::: EXERCISE MATERIAL

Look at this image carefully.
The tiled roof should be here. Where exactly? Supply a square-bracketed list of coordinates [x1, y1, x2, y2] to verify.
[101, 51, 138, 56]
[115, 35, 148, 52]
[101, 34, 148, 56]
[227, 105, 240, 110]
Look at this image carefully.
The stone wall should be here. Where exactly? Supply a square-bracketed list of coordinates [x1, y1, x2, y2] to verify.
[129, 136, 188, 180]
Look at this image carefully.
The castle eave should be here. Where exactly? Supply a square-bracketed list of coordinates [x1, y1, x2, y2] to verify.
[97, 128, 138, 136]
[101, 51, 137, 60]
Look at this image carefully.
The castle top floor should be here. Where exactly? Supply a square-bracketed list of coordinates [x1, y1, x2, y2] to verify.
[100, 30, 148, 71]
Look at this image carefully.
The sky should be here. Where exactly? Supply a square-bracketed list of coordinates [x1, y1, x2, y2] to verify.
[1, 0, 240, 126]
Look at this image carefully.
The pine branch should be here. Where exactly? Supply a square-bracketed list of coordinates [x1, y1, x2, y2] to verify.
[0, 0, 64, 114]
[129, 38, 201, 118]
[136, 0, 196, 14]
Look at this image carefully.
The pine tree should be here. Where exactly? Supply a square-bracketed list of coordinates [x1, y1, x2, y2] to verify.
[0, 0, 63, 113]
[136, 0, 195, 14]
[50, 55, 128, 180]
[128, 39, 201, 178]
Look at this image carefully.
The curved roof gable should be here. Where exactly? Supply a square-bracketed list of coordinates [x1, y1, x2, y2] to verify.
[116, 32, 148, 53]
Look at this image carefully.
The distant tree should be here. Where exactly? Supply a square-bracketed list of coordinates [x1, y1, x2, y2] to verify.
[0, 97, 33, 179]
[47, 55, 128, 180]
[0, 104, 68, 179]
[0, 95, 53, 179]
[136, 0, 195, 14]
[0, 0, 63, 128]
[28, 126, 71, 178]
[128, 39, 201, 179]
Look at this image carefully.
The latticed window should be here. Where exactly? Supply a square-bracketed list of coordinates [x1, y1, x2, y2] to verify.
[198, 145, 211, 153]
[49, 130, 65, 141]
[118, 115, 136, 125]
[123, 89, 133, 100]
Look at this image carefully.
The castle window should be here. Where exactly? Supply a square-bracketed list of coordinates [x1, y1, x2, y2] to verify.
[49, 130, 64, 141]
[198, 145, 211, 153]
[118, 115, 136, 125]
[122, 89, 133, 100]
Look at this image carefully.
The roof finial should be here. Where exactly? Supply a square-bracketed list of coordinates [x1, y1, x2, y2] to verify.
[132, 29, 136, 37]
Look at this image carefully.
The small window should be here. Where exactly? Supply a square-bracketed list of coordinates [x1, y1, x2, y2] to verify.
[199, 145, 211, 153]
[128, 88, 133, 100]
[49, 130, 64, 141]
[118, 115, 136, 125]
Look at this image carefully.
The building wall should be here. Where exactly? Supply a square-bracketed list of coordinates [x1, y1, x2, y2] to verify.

::::::
::: EXERCISE MATERIAL

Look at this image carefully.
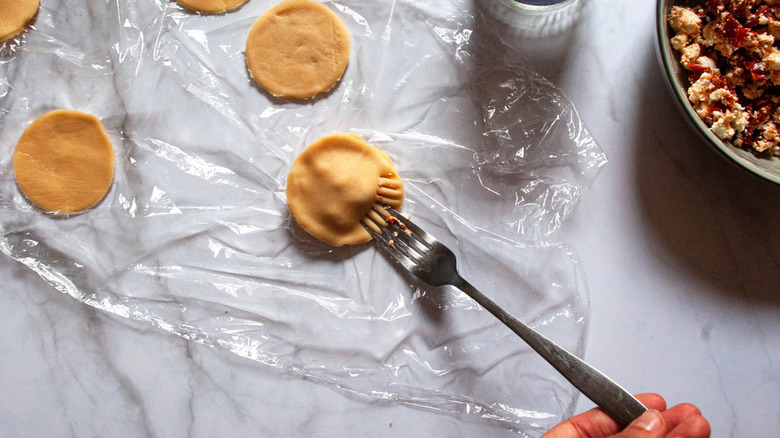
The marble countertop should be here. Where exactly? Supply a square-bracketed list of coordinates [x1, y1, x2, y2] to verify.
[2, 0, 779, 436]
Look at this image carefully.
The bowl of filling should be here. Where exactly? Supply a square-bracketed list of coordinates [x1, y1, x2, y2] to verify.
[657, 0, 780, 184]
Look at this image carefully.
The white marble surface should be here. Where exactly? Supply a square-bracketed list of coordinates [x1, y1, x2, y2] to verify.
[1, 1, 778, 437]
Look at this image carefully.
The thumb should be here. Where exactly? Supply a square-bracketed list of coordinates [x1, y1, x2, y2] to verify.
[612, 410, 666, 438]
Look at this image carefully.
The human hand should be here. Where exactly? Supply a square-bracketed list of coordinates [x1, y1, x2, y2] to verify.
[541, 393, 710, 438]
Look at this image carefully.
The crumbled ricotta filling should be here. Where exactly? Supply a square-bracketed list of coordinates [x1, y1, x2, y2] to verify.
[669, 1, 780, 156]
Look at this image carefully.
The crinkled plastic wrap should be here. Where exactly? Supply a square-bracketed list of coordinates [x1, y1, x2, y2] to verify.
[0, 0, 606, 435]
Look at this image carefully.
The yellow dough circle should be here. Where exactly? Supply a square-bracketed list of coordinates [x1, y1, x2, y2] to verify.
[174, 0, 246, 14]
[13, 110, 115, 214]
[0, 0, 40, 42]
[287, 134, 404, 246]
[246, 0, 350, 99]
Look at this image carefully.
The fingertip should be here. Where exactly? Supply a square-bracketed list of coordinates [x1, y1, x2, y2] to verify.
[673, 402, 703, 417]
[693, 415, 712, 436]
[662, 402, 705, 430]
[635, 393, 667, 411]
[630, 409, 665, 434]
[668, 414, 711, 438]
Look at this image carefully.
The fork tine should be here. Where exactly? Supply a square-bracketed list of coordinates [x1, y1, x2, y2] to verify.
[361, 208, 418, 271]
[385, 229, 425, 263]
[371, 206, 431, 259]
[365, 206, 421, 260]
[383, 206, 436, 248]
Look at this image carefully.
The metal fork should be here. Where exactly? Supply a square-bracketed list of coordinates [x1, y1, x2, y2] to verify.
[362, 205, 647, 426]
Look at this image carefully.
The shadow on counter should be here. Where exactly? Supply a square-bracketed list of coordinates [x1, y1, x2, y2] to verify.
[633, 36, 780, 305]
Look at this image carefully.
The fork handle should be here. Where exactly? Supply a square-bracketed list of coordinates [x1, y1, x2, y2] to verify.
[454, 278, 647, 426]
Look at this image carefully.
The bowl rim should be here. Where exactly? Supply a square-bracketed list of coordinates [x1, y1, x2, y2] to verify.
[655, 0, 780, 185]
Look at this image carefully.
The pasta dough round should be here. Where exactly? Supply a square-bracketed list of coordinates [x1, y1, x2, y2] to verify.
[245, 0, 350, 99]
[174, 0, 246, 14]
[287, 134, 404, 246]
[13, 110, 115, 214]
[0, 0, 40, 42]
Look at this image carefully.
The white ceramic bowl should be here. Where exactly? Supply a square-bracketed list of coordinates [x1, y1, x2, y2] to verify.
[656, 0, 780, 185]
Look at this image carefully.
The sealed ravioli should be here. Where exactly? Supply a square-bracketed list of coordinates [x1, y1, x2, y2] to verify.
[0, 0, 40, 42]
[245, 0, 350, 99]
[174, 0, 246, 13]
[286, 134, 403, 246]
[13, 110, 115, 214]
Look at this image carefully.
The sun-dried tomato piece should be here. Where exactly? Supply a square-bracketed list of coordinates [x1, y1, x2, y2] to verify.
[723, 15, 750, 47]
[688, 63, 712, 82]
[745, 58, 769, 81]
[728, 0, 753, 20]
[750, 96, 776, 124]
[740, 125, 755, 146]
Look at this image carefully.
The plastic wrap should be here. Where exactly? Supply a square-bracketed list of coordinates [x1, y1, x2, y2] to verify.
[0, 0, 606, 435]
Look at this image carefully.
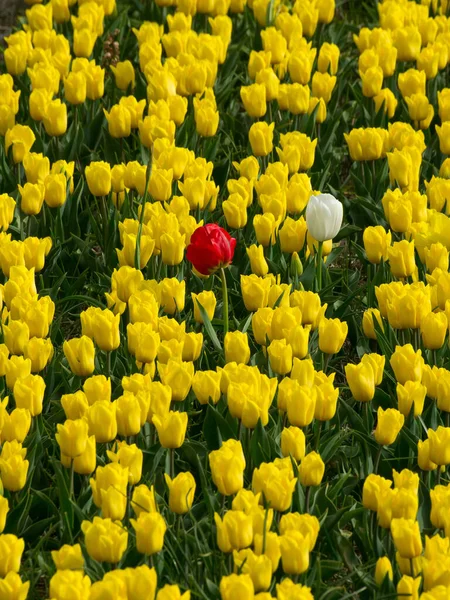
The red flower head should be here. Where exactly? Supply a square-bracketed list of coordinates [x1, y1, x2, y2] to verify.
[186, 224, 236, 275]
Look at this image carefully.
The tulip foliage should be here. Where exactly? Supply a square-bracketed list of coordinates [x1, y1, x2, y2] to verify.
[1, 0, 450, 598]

::::::
::: EXERCISE MATERIAL

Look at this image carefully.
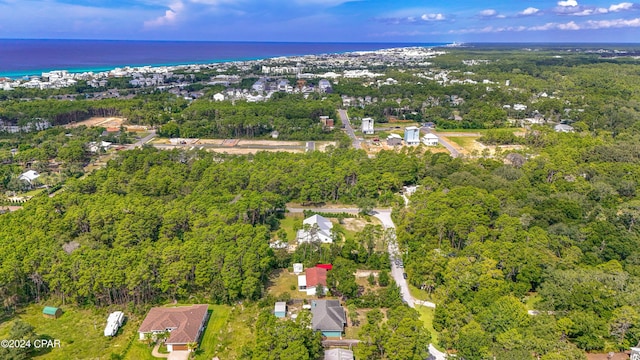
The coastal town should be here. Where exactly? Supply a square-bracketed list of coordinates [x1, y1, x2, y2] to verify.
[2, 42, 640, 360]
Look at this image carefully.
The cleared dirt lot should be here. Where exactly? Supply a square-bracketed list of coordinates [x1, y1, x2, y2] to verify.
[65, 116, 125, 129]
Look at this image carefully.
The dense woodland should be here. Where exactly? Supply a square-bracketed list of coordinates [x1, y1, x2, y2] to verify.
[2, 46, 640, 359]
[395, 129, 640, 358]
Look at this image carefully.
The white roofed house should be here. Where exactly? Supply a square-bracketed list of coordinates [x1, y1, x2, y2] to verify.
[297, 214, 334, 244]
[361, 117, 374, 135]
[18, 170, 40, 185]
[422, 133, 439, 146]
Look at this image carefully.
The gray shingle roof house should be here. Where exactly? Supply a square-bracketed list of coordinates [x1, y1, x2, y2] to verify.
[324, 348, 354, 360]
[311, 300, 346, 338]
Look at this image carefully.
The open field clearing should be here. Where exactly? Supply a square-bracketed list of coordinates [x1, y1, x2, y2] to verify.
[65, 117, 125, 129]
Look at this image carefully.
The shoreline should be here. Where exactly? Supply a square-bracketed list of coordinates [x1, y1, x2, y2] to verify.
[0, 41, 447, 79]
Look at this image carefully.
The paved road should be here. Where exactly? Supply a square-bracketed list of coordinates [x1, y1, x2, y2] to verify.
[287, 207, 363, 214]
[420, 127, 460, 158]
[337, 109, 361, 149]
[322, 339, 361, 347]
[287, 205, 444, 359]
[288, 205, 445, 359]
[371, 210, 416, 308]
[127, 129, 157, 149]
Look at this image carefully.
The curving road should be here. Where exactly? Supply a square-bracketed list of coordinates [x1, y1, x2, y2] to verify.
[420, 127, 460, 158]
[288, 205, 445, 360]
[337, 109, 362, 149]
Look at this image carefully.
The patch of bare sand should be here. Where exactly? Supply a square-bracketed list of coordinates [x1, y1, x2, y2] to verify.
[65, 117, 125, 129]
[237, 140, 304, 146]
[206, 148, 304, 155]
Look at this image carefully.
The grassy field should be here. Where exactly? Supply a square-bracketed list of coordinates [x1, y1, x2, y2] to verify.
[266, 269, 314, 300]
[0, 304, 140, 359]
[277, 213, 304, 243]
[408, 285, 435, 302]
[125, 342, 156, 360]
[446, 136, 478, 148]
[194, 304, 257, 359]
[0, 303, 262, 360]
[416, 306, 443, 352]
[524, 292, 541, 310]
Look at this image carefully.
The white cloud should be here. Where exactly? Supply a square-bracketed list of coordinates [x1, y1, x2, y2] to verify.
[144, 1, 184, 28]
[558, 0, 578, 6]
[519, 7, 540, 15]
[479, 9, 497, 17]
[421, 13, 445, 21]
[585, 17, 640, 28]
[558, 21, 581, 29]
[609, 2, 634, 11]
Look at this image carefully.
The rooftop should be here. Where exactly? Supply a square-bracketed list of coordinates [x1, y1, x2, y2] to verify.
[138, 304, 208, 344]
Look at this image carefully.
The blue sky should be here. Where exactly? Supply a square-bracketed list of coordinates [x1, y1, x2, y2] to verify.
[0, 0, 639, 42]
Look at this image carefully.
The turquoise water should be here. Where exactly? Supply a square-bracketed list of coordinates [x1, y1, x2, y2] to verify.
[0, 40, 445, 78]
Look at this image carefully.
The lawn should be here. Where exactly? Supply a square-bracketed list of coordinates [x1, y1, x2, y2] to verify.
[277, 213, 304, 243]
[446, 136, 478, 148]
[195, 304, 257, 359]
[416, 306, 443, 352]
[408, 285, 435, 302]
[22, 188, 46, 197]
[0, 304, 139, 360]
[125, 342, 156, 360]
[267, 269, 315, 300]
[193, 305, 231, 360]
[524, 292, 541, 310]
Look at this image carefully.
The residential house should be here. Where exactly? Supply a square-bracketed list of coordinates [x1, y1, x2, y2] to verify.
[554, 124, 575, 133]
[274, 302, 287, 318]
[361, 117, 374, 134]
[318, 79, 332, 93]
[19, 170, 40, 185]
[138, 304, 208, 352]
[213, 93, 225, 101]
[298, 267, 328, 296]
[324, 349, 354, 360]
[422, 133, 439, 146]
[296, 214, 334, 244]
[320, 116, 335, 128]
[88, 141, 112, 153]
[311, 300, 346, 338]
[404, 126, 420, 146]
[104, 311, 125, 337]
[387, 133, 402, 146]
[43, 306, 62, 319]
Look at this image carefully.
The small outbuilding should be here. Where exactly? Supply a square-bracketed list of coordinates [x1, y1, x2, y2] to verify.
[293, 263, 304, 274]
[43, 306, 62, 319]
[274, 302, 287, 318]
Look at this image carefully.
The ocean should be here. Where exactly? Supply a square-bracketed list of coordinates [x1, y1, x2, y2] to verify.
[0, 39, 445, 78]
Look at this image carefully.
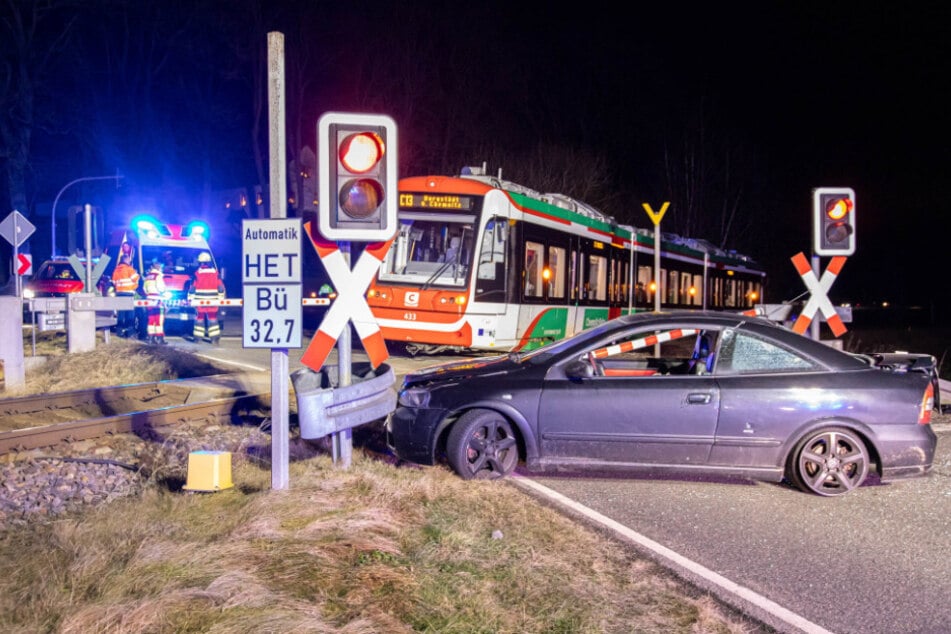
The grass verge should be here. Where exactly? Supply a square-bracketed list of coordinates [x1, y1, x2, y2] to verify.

::::::

TASK ITEM >>
Working from the material above, retype exactly the lines from the one with "The pine tree" through the one with "The building wall", both included, and only those lines.

SOLUTION FOR THIS PROBLEM >>
The pine tree should be here. Where exactly? Supply a square-bracketed list of coordinates [x1, y1, x2, y2] to verify.
[0, 0, 63, 113]
[136, 0, 195, 14]
[50, 55, 128, 180]
[128, 39, 201, 178]
Look at this image carefully.
The curved roof gable should be here. Where exactly? Supply a square-bracketed list of coordinates [x1, y1, x2, y2] to verify.
[116, 32, 148, 53]
Look at this image carefully.
The distant tree should be here. Where exactly? Supply a square-bracketed list of coordinates [x1, y1, x2, y2] to verify.
[0, 97, 33, 179]
[47, 55, 128, 180]
[0, 104, 68, 179]
[0, 95, 53, 179]
[136, 0, 195, 14]
[0, 0, 63, 128]
[28, 126, 71, 178]
[128, 39, 201, 179]
Look at this image carefully.
The latticed window should be here. Where exactly? Supply a square-bracketed list of coordinates [x1, y1, x2, y2] to verify.
[198, 145, 211, 153]
[49, 130, 65, 141]
[118, 115, 136, 125]
[123, 89, 133, 100]
Look at this image carefully.
The castle window should be here. Where exactly? Supply a square-bracketed list of coordinates [x1, y1, x2, y2] to verify.
[49, 130, 64, 141]
[198, 145, 211, 153]
[118, 115, 136, 125]
[122, 89, 133, 100]
Look at this image carefully.
The roof finial should be here. Where exactly? Supply a square-bracketed list of coordinates [x1, y1, x2, y2] to verify.
[132, 29, 136, 37]
Look at this image carefully.
The small window should be here. Where exactly? Supply a square-bracketed list of coordinates [x1, y1, x2, y2] to verify.
[199, 145, 211, 153]
[128, 88, 133, 100]
[49, 130, 64, 141]
[118, 115, 136, 125]
Look at this image carefully.
The building wall should be here. Where exactly? Supply a square-bracketed list of coordinates [x1, y1, x2, y2] to verify.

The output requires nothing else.